- [What you need to do]:
An exact reproduction of all entries is expected.

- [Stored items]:
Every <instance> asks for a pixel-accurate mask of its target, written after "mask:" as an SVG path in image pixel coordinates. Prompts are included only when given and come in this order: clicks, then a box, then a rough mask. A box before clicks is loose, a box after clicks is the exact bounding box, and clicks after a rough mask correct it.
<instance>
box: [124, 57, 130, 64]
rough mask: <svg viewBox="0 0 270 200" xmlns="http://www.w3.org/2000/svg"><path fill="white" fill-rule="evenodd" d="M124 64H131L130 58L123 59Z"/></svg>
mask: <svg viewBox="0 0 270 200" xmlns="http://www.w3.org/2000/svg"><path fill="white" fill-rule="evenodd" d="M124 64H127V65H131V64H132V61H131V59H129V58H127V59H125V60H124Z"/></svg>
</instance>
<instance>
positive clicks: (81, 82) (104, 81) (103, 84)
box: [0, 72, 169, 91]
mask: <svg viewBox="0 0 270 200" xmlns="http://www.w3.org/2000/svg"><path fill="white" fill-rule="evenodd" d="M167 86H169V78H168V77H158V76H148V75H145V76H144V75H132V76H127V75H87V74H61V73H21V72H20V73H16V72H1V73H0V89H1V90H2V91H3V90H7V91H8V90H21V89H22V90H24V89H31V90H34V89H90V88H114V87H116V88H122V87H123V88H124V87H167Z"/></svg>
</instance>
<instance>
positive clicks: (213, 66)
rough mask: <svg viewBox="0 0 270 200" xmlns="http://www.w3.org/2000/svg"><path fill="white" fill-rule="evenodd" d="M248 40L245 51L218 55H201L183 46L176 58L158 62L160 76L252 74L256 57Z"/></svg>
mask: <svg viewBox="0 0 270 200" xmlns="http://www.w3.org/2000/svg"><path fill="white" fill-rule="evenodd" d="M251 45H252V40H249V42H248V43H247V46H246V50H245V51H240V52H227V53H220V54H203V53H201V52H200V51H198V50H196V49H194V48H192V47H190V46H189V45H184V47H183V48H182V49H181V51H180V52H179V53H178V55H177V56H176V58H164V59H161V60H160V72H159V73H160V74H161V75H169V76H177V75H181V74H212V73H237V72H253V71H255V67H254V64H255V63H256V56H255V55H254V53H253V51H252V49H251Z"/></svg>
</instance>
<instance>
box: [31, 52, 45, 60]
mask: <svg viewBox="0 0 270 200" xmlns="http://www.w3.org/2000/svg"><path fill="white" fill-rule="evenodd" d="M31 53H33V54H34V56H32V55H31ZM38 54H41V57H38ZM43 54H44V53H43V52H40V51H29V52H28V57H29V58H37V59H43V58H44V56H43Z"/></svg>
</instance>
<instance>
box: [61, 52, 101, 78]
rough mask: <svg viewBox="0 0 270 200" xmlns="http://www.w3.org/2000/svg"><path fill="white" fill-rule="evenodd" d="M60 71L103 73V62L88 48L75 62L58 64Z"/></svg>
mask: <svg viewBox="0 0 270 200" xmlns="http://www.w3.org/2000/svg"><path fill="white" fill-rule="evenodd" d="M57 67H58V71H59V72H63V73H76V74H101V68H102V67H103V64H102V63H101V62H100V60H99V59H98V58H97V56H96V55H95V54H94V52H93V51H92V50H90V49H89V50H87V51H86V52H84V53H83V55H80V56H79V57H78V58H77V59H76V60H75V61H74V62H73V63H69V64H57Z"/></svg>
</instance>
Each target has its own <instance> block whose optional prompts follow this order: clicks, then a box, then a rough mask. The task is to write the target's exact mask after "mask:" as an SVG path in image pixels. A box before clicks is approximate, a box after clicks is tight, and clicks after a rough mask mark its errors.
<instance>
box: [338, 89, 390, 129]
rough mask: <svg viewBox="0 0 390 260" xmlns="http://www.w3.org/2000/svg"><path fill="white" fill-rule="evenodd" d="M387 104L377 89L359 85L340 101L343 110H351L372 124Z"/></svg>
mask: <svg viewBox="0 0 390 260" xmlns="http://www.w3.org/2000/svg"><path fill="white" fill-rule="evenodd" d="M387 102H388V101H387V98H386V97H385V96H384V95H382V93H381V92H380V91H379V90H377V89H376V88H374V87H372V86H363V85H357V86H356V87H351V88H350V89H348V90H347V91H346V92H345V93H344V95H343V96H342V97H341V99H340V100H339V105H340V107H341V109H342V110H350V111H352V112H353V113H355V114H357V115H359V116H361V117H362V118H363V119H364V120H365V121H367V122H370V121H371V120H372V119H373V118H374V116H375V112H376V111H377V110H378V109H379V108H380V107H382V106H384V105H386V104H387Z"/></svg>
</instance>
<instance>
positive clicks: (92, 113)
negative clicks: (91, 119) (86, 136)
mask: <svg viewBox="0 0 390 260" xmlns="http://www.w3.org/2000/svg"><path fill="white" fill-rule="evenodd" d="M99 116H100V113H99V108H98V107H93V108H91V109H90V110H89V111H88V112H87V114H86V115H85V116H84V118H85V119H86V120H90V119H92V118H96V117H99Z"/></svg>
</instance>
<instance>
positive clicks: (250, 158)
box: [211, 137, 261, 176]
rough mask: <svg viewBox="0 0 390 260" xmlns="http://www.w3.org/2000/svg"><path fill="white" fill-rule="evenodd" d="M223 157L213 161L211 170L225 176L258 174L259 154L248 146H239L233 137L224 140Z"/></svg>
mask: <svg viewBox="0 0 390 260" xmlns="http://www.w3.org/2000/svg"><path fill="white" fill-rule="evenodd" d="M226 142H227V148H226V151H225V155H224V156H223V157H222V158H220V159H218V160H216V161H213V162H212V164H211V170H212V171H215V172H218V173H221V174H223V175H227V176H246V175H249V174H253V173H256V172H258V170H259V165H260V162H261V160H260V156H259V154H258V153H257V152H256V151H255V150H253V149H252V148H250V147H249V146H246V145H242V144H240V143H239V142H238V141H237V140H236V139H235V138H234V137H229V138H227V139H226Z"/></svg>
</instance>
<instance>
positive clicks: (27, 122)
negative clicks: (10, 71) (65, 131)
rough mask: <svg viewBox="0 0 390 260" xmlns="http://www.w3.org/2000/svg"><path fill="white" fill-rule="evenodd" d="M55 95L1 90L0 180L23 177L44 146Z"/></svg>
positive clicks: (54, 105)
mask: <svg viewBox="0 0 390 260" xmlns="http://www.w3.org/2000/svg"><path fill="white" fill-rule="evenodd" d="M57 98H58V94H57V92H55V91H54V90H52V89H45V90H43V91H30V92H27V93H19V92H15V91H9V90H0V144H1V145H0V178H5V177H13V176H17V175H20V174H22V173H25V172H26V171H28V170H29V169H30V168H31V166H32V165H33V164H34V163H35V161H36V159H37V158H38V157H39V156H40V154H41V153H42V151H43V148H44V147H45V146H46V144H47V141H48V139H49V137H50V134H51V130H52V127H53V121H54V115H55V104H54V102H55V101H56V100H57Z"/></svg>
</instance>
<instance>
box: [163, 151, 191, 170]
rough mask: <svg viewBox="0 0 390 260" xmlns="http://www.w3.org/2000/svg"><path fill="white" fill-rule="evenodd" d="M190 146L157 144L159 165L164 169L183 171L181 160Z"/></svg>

- [Exercise output]:
Every <instance> asks for a pixel-accurate mask of its target, written after "mask:" as an SVG path in image pixel coordinates. Prompts are included only when given and come in this order: clicks, then a box, then a rough mask. A box before clicks is loose, a box after clicks is the exact bounding box, and clicks after a rough mask correct it.
<instance>
box: [124, 57, 130, 64]
rough mask: <svg viewBox="0 0 270 200" xmlns="http://www.w3.org/2000/svg"><path fill="white" fill-rule="evenodd" d="M124 64H131L130 58L123 59Z"/></svg>
mask: <svg viewBox="0 0 270 200" xmlns="http://www.w3.org/2000/svg"><path fill="white" fill-rule="evenodd" d="M124 64H127V65H131V64H132V61H131V59H129V58H127V59H125V60H124Z"/></svg>
</instance>
<instance>
positive clicks: (81, 82) (104, 81) (103, 84)
box: [0, 72, 169, 91]
mask: <svg viewBox="0 0 270 200" xmlns="http://www.w3.org/2000/svg"><path fill="white" fill-rule="evenodd" d="M167 86H169V78H168V77H158V76H148V75H145V76H144V75H132V76H127V75H87V74H61V73H21V72H20V73H16V72H1V73H0V89H1V90H2V91H3V90H7V91H8V90H21V89H22V90H24V89H31V90H34V89H90V88H114V87H116V88H122V87H123V88H124V87H167Z"/></svg>
</instance>
<instance>
positive clicks: (213, 66)
rough mask: <svg viewBox="0 0 270 200" xmlns="http://www.w3.org/2000/svg"><path fill="white" fill-rule="evenodd" d="M248 40L245 51L218 55H201L183 46L176 58L158 62L160 76L252 74L256 57Z"/></svg>
mask: <svg viewBox="0 0 270 200" xmlns="http://www.w3.org/2000/svg"><path fill="white" fill-rule="evenodd" d="M251 45H252V40H249V42H248V43H247V46H246V50H245V51H240V52H227V53H220V54H203V53H201V52H200V51H198V50H196V49H194V48H192V47H190V46H189V45H184V47H183V48H182V49H181V51H180V52H179V53H178V55H177V56H176V58H164V59H161V60H160V72H159V73H160V74H161V75H169V76H177V75H181V74H212V73H237V72H253V71H255V67H254V64H255V63H256V56H255V55H254V53H253V51H252V49H251Z"/></svg>
</instance>
<instance>
box: [31, 52, 45, 60]
mask: <svg viewBox="0 0 270 200" xmlns="http://www.w3.org/2000/svg"><path fill="white" fill-rule="evenodd" d="M31 53H33V54H34V56H32V55H31ZM38 54H41V57H38ZM43 54H44V53H43V52H40V51H29V52H28V57H29V58H37V59H43V58H44V56H43Z"/></svg>
</instance>
<instance>
box: [61, 52, 101, 78]
rough mask: <svg viewBox="0 0 270 200" xmlns="http://www.w3.org/2000/svg"><path fill="white" fill-rule="evenodd" d="M60 71L103 73V62L88 48L75 62L58 64Z"/></svg>
mask: <svg viewBox="0 0 270 200" xmlns="http://www.w3.org/2000/svg"><path fill="white" fill-rule="evenodd" d="M57 67H58V71H59V72H63V73H76V74H101V68H102V67H103V64H102V63H101V62H100V60H99V59H98V58H97V56H96V55H95V54H94V52H93V51H92V50H90V49H89V50H87V51H86V52H84V53H83V55H80V56H79V57H78V58H77V59H76V60H75V61H74V62H73V63H69V64H57Z"/></svg>
</instance>
Each target has its own <instance> block whose optional prompts follow this order: clicks, then a box, then a rough mask. The task is to write the target's exact mask after "mask:" as an SVG path in image pixels. A box before clicks is approximate, a box after clicks is tight, and clicks after a rough mask mark its errors.
<instance>
box: [338, 89, 390, 129]
rough mask: <svg viewBox="0 0 390 260" xmlns="http://www.w3.org/2000/svg"><path fill="white" fill-rule="evenodd" d="M387 104L377 89L359 85L340 101L343 110H351L372 124Z"/></svg>
mask: <svg viewBox="0 0 390 260" xmlns="http://www.w3.org/2000/svg"><path fill="white" fill-rule="evenodd" d="M387 102H388V101H387V98H386V97H385V96H384V95H382V93H381V92H380V91H379V90H377V89H376V88H374V87H372V86H363V85H357V86H356V87H351V88H350V89H348V90H347V91H346V92H345V93H344V95H343V96H342V97H341V99H340V100H339V105H340V107H341V109H342V110H350V111H352V112H353V113H355V114H357V115H359V116H361V117H362V118H363V119H364V120H365V121H367V122H370V121H371V120H372V119H373V118H374V116H375V112H376V111H377V110H378V109H379V108H380V107H382V106H384V105H386V104H387Z"/></svg>
</instance>
<instance>
positive clicks: (92, 113)
negative clicks: (91, 119) (86, 136)
mask: <svg viewBox="0 0 390 260" xmlns="http://www.w3.org/2000/svg"><path fill="white" fill-rule="evenodd" d="M99 116H100V113H99V108H98V107H93V108H91V109H90V110H89V111H88V112H87V114H86V115H85V116H84V118H85V119H86V120H90V119H92V118H96V117H99Z"/></svg>
</instance>
<instance>
positive clicks: (250, 158)
box: [211, 137, 261, 176]
rough mask: <svg viewBox="0 0 390 260" xmlns="http://www.w3.org/2000/svg"><path fill="white" fill-rule="evenodd" d="M223 157L213 161L211 170L225 176L258 174L259 154L248 146H239L233 137L224 140Z"/></svg>
mask: <svg viewBox="0 0 390 260" xmlns="http://www.w3.org/2000/svg"><path fill="white" fill-rule="evenodd" d="M226 142H227V148H226V151H225V155H224V156H223V157H222V158H220V159H218V160H216V161H213V162H212V164H211V170H212V171H215V172H218V173H221V174H223V175H227V176H246V175H249V174H253V173H256V172H258V170H259V165H260V162H261V160H260V156H259V154H258V153H257V152H256V151H255V150H253V149H252V148H250V147H249V146H246V145H242V144H240V143H239V142H238V141H237V140H236V139H235V138H234V137H229V138H227V139H226Z"/></svg>
</instance>
<instance>
positive clicks: (27, 122)
negative clicks: (10, 71) (65, 131)
rough mask: <svg viewBox="0 0 390 260" xmlns="http://www.w3.org/2000/svg"><path fill="white" fill-rule="evenodd" d="M55 95L1 90L0 180L23 177L44 146Z"/></svg>
positive clicks: (54, 105)
mask: <svg viewBox="0 0 390 260" xmlns="http://www.w3.org/2000/svg"><path fill="white" fill-rule="evenodd" d="M57 98H58V94H57V92H55V91H54V90H52V89H45V90H43V91H30V92H27V93H19V92H15V91H9V90H0V144H1V145H0V178H5V177H13V176H17V175H20V174H22V173H25V172H26V171H28V170H29V169H30V168H31V166H32V165H33V164H34V163H35V161H36V159H37V158H38V157H39V156H40V154H41V153H42V151H43V148H44V147H45V146H46V144H47V141H48V139H49V137H50V134H51V130H52V127H53V121H54V115H55V104H54V102H55V101H56V100H57Z"/></svg>
</instance>
<instance>
box: [163, 151, 191, 170]
rough mask: <svg viewBox="0 0 390 260" xmlns="http://www.w3.org/2000/svg"><path fill="white" fill-rule="evenodd" d="M190 146L157 144L159 165L164 169L183 171L181 160Z"/></svg>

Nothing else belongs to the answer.